Nasty Spill Brings Nasty Rumors

- As I mentioned before, there was no specific reason given at Aqueduct yesterday when racing was canceled, and that led some to believe the worst possible scenario:

A rumor started at a simulcasting facility that Arroyo had died in the spill, which resulted in many phone calls to the press box. [NY Daily News]
I have to admit that I was thinking along the exact same lines. The spill took place just as the horses were coming out of the first turn, so it was hard to see exactly what was going on after the race. But I'd heard a couple of people comment that Arroyo was motionless on the track. Given the mysterious circumstances and the somber tone of track announcer John Imbriale's announcements, that was the explanation that occurred to me, and was one of the reasons I left despite the good Gulfstream races going on. (I also told the Head Chef I wouldn't be out too long.)

So I was particularly pleased to hear that Arroyo had merely suffered a bruised left shoulder and a cut to his left eye. I'm sure that most of us would have been in the hospital for a week.

Regarding the dispute with the jockeys over hospitals that has effectively shut the track down for the rest of the weekend, NYRA's Bill Nader told Newsday that he is uncertain that changing the protocol is within NYRA's power.

Questions to answer |
1: Retype the part of the Aqueduct post starting at "A rumor started" and ending at "out too long.)".
2: Answer these questions from the Aqueduct post:
(a) Where did the rumor about Arroyo start?
(b) Who is named as the track announcer?
(c) What injuries did Arroyo suffer in the spill?
None of the items that follow are needed for the work on the Aqueduct post.

Entries shown |

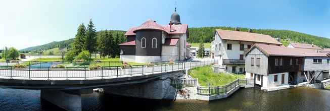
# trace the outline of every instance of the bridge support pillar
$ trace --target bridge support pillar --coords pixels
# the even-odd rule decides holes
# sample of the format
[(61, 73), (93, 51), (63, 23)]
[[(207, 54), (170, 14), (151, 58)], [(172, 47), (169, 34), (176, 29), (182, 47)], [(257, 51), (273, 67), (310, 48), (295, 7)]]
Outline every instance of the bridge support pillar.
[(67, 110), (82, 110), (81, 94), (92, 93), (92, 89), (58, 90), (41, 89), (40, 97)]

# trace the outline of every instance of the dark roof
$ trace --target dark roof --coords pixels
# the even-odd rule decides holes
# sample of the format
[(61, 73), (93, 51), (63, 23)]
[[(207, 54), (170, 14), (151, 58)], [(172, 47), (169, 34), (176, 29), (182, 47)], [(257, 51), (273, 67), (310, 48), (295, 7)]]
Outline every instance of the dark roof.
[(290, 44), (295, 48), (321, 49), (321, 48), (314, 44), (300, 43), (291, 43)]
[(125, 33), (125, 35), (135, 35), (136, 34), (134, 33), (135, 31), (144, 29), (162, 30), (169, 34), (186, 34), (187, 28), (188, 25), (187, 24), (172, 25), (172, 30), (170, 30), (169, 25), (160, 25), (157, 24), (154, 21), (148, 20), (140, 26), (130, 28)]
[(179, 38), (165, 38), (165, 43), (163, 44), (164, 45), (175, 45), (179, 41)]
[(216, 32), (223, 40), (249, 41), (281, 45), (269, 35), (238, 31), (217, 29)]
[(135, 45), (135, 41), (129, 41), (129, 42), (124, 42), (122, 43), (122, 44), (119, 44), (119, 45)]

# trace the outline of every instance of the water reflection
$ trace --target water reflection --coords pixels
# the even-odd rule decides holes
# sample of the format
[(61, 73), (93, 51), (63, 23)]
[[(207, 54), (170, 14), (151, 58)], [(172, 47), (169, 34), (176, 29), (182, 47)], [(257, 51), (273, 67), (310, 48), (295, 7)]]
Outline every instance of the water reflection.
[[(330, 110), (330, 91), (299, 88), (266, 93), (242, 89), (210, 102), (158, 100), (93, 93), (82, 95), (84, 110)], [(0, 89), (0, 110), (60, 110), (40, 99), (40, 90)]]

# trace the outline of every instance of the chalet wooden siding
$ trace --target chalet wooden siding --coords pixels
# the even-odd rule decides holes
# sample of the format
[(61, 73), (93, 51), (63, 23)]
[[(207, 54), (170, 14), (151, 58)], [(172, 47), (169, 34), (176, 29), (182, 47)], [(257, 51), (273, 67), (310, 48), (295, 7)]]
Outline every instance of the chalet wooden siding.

--

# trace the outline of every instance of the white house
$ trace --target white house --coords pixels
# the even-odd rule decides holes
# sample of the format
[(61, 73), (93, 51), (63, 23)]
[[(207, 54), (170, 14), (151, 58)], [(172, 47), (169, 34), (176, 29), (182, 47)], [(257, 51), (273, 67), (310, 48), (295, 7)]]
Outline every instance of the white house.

Responses in order |
1:
A rumor started at a simulcasting facility that Arroyo had died in the spill, which resulted in many phone calls to the press box. [NY Daily News]
I have to admit that I was thinking along the exact same lines. The spill took place just as the horses were coming out of the first turn, so it was hard to see exactly what was going on after the race. But I'd heard a couple of people comment that Arroyo was motionless on the track. Given the mysterious circumstances and the somber tone of track announcer John Imbriale's announcements, that was the explanation that occurred to me, and was one of the reasons I left despite the good Gulfstream races going on. (I also told the Head Chef I wouldn't be out too long.)

2:
(a) At a simulcasting facility.
(b) John Imbriale.
(c) A bruised left shoulder and a cut to his left eye.